Письменное задание 1: Приведите полностью каждую строку перечня, в которой встречается слово «black».

Предоставленный текст:
▼
Гамлет остается с Горацио; да еще, вероятно, на месте застыли оркестранты, сопровождавшие спектакль, иначе, кому принц будет кричать: «…а ну, музыку!», откуда возьмется флейта, на которой не сможет сыграть Гильденстерн…
Итак, истина установлена. Горацио пока вполне солидарен с принцем.
Как же повел себя Гамлет, получив в руки такие козыри? Что делает он, практически взяв власть в свои руки?
— Ах, ах! А ну, а ну музыку! Ну-ка, флейтисты!
Раз королю неинтересна пьеса,
Нет для него в ней, значит, интереса.
А ну, а ну музыку!
Это «музыку!» звучит как бы в ответ на всеобщий крик смятения «Огня, огня, огня!»
Вряд ли музыканты ослушались принца. Грянул оркестр. Не случайно, Гамлет обращается именно к флейтистам: музыка ему нужна агрессивная, воинственная.
Тут же от короля с королевой, у которых, очевидно, происходит срочный совет, прибегают Гильдентерн и Розенкранц. Да, трудно сейчас «приятелям»! Прибежали-то они по поручению Гертруды, но заботит их одно: как спасти шкуру. Король, видимо, с минуты на минуту будет свергнут, Гамлет, по всему судя, должен поднять мятеж. Значит, надо срочно переметнуться на сторону принца, искупить прошлые грехи, любыми средствами вновь втереться в друзья. А потому — про то, что «король чувствует себя очень скверно», про его желчь, про удручение матери и про былую «любовь»…
Но принц отрубает все возможности контакта. Упоенный своей победой, почувствовав за собой силу и власть, он начинает сводить счеты со всеми, кто насолил ему в недалеком прошлом. Он издевается над ними, выкрикивает непристойности, заставляет Гильденстерна сыграть на флейте. Он орет на растерянных шпионов, отрезая всякую надежду на дальнейшее сотрудничество. Он полностью, наконец, раскрыл свои карты:
— Я нуждаюсь в служебном повышении.
Он играет в открытую. В самый разгар издевательства над Розенкранцем и Гильденстерном — в зал является Полоний с требованием королевы к сыну — немедленно придти на разговор.
Это еще более лакомый кусок, и Гамлет, забыв о «приятелях», набрасывается на старика. Полоний отвечает угодливым поддакиванием на любые вопросы Гамлета. Почему? — Да просто потому, что он сейчас боится принца, потому, что в ситуации двоевластия — сила на стороне Гамлета. А тот рычит: «Оставьте меня, приятели» — и все уходят. Куда? И почему ушел Горацио? И вообще, как мог Гамлет в самый решительный момент остаться один?
▲
Представленные данные:
▼
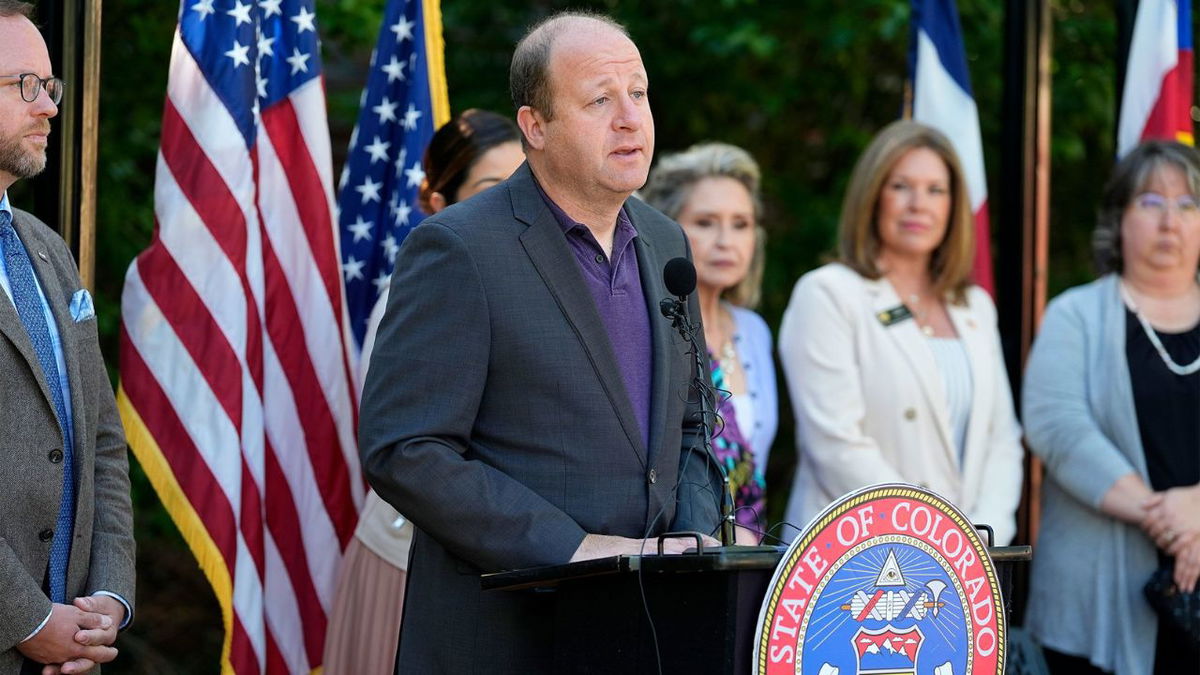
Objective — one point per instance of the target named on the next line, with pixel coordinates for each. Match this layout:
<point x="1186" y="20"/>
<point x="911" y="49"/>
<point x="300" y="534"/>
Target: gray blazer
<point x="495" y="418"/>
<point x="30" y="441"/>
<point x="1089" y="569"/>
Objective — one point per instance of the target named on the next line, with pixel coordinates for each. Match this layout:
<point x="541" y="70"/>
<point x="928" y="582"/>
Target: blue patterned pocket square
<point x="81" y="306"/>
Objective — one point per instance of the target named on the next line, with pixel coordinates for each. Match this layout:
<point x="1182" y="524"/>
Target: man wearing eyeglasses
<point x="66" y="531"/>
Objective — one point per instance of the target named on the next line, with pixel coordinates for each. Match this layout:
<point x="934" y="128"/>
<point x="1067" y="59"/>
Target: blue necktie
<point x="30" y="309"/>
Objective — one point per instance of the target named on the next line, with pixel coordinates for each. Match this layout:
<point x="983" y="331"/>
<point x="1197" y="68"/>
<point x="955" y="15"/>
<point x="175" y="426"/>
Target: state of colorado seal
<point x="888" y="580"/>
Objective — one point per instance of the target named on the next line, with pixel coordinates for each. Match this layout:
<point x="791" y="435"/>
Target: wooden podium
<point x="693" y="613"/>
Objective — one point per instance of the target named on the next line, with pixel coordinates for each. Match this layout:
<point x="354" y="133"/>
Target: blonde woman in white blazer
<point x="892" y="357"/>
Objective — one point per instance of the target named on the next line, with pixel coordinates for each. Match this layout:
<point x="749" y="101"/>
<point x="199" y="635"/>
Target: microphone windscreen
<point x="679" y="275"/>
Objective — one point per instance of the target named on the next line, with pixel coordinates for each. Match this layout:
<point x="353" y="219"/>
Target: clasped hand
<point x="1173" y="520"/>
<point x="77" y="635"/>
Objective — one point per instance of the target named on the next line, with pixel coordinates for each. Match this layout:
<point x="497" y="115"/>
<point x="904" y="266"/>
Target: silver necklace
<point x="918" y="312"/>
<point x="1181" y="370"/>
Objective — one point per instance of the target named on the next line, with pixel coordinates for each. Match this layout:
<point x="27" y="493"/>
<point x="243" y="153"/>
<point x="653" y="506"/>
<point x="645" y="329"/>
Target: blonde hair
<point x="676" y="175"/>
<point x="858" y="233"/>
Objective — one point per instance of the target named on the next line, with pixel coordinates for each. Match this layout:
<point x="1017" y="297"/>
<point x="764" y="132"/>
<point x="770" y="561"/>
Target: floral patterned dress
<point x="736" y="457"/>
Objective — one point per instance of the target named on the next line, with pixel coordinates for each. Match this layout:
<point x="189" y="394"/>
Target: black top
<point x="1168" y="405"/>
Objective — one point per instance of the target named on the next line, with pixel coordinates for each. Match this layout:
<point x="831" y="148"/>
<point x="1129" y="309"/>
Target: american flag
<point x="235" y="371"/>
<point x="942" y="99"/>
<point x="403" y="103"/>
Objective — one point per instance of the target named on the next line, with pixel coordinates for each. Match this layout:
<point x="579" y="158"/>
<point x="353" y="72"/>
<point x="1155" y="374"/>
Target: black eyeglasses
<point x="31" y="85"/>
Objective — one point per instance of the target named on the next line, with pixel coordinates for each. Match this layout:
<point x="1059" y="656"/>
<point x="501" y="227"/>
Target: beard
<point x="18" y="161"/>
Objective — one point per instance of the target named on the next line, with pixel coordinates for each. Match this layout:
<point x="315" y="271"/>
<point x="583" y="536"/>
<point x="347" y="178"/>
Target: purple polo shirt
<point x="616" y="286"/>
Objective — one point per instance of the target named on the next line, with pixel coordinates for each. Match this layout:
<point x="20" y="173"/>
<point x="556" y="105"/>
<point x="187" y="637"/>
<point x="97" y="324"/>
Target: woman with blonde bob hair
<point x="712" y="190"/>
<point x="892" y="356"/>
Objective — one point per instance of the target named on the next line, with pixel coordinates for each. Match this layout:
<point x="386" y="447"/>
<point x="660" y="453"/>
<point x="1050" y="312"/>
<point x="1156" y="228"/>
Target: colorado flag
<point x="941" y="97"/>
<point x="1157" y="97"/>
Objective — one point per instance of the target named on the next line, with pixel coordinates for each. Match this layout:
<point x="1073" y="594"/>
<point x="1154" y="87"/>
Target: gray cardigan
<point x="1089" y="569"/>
▲
Письменное задание 2: Кто, согласно предоставленному тексту, является в зал с требованием королевы к сыну немедленно прийти на разговор?

Решение задачи 1:
Target: black top
Target: black eyeglasses

Решение задачи 2: Полоний.